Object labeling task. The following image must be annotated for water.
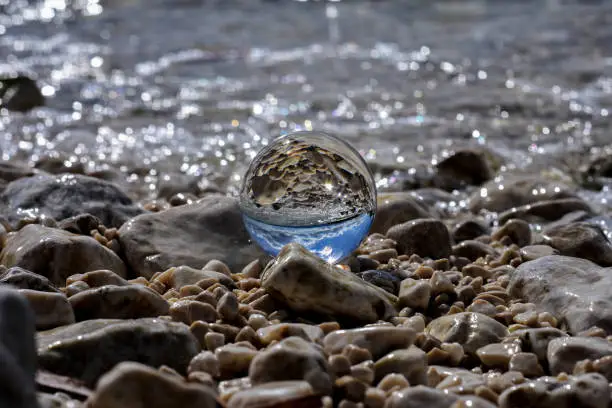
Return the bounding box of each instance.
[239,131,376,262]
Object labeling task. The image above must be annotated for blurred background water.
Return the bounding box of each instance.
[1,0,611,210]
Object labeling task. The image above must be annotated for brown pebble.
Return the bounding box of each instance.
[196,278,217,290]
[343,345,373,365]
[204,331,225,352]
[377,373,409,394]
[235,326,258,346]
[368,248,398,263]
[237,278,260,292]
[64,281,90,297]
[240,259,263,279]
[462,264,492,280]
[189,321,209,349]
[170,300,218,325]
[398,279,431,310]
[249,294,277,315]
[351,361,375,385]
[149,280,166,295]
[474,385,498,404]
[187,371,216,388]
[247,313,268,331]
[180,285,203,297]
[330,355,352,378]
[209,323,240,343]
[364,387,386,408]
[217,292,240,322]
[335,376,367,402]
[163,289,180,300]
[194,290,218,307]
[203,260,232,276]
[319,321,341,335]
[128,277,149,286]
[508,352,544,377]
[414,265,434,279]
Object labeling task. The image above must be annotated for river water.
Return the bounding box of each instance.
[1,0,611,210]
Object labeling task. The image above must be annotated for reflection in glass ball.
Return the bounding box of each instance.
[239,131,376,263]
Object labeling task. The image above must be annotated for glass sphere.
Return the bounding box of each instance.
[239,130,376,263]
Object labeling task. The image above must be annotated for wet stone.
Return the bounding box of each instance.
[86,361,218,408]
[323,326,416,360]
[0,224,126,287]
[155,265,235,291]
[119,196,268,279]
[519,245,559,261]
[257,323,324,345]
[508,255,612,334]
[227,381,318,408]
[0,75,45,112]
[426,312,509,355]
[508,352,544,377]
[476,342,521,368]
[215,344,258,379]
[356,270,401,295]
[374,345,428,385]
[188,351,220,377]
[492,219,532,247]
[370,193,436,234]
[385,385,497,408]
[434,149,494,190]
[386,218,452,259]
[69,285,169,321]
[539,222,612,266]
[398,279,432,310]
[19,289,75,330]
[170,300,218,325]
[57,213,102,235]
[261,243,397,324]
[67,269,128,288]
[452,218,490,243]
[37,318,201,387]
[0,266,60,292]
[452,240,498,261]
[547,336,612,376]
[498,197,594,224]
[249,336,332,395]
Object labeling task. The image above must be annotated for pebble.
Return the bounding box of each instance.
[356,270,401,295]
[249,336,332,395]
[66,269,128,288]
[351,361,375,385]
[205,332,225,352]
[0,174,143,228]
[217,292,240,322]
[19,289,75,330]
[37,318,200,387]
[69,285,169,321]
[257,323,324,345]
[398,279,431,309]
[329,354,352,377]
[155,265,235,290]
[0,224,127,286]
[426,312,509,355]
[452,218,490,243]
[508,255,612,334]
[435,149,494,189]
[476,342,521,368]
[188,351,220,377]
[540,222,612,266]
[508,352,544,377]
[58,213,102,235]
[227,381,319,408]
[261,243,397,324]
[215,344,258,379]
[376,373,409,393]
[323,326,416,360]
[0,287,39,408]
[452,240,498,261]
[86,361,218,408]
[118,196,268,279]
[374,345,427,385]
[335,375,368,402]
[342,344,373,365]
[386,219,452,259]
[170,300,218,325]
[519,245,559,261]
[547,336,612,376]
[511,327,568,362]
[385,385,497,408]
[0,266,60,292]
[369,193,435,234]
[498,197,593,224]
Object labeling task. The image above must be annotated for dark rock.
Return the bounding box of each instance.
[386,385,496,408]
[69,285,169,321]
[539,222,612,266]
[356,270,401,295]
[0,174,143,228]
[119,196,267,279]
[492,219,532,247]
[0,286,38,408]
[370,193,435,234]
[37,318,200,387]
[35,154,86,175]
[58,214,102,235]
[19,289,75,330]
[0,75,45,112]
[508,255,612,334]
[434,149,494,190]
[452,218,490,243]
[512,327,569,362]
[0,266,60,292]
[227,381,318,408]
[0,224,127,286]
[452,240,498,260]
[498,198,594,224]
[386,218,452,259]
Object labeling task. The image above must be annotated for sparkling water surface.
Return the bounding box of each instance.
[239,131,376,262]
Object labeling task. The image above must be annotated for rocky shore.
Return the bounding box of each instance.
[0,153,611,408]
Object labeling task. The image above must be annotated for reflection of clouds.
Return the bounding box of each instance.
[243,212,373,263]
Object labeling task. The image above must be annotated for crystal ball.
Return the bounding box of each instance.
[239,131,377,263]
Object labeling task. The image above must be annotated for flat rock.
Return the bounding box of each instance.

## Work to complete
Reproduce the data above verbatim, minus any images.

## Answer
Object labeling task. The following image must be annotated for water.
Return the bounding box of each instance.
[239,131,376,262]
Object labeling task. The image above must be annotated for blurred background water.
Return the bounding box of each instance.
[1,0,611,210]
Object labeling task. The image above must be annotated for brown pebble.
Return the bounding box of each instance.
[196,278,217,290]
[343,345,373,365]
[204,331,225,352]
[377,373,409,394]
[235,326,258,346]
[368,248,398,263]
[237,278,260,292]
[64,281,90,297]
[240,259,263,279]
[462,264,492,280]
[189,321,209,349]
[170,300,218,325]
[398,279,431,310]
[249,294,277,315]
[351,361,375,385]
[149,280,166,295]
[474,385,498,404]
[187,371,216,388]
[247,313,268,331]
[180,285,203,297]
[330,355,352,378]
[209,323,240,343]
[364,387,386,408]
[217,292,240,322]
[335,376,367,402]
[163,289,180,300]
[194,290,218,307]
[203,260,232,276]
[319,321,341,335]
[128,277,149,286]
[508,352,544,377]
[414,265,434,279]
Object labeling task. The image above must be annotated for river water.
Return the bounding box of each instance.
[1,0,611,210]
Object labeling task. The image above must be annotated for reflection in glass ball.
Return the bounding box of each instance.
[239,131,376,263]
Object labeling task. The image above must be annotated for glass sphere.
Return the bounding box of each instance.
[239,130,376,263]
Object labeling task. The image above must be annotated for wet stone.
Return the bounding box of each instance.
[86,361,218,408]
[323,326,416,360]
[0,224,126,287]
[155,265,235,291]
[119,196,268,279]
[519,245,559,261]
[257,323,324,345]
[508,255,612,334]
[227,381,318,408]
[0,75,45,112]
[426,312,509,355]
[508,352,544,377]
[476,342,521,368]
[215,344,258,379]
[356,270,401,295]
[374,345,428,385]
[188,351,220,377]
[492,219,532,247]
[370,193,436,234]
[385,385,497,408]
[434,149,494,190]
[386,218,452,259]
[69,285,169,321]
[539,222,612,266]
[398,279,432,310]
[19,289,75,330]
[170,300,218,325]
[57,213,102,235]
[261,243,397,324]
[67,269,128,288]
[452,218,490,243]
[37,318,201,387]
[0,266,60,292]
[452,240,498,261]
[547,336,612,376]
[498,197,594,224]
[249,336,332,395]
Object labeling task. The image above must be annotated for pebble.
Return the bounding box of each instance.
[356,270,401,295]
[249,336,332,395]
[66,269,128,288]
[351,361,375,385]
[205,332,225,352]
[0,174,143,228]
[217,292,240,322]
[19,289,75,330]
[37,318,200,387]
[69,285,169,321]
[257,323,324,345]
[398,279,431,309]
[329,354,352,377]
[155,265,235,290]
[0,224,127,286]
[426,312,509,355]
[452,218,490,243]
[508,255,612,334]
[435,149,494,189]
[476,342,521,368]
[188,351,220,377]
[540,222,612,266]
[508,352,544,377]
[58,213,102,235]
[227,381,319,408]
[261,243,397,324]
[215,344,258,379]
[376,373,409,393]
[323,326,416,360]
[0,287,39,408]
[452,240,498,261]
[86,361,218,408]
[118,196,268,279]
[374,345,427,385]
[335,375,368,402]
[342,344,373,365]
[386,219,452,259]
[170,300,218,325]
[519,245,559,261]
[547,336,612,376]
[511,327,568,362]
[385,385,497,408]
[0,266,60,292]
[369,193,435,234]
[498,197,593,224]
Object labeling task. The image above must be annotated for dark rock.
Return the bounding box of each instance.
[386,385,496,408]
[69,285,169,321]
[539,222,612,266]
[356,270,401,295]
[0,174,143,228]
[119,196,267,279]
[492,219,532,247]
[0,286,38,408]
[370,193,435,234]
[37,318,200,387]
[35,154,86,175]
[58,214,102,235]
[19,289,75,330]
[0,75,45,112]
[508,255,612,334]
[434,149,494,190]
[452,218,490,243]
[512,327,569,362]
[0,266,60,292]
[227,381,318,408]
[0,224,127,286]
[452,240,498,260]
[498,198,594,224]
[386,218,452,259]
Object labeling task. The image above must be annotated for sparkling water surface.
Return the bounding box of each instance.
[239,131,376,262]
Object labeling task. The image above must be annotated for rocky shore.
Return the bounding box of each instance.
[0,153,611,408]
Object labeling task. The image above must be annotated for reflection of clouds.
Return the bounding box of each instance.
[243,212,373,263]
Object labeling task. The image above must be annotated for crystal ball.
Return the bounding box of each instance.
[239,131,377,263]
Object labeling task. The image above must be annotated for flat rock.
Return the bounding box of each instance.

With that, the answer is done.